Excerpted records:

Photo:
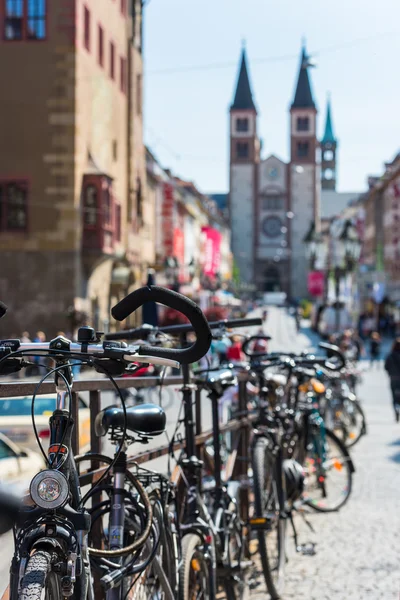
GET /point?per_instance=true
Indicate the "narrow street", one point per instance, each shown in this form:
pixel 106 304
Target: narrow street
pixel 358 548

Exercise: Render the material above as a Markdown table with the columns Row and Material line, one numbered row per line and no blank lines. Leave the pictures out of the table.

Expected output:
| Row | Material line |
|---|---|
| 1 | Photo: |
| 2 | GET /point?per_instance=true |
| 3 | Indicate the "narrow street", one point per instance, each shown in this form: |
| 4 | pixel 106 304 |
| 5 | Target: narrow street |
| 6 | pixel 358 548 |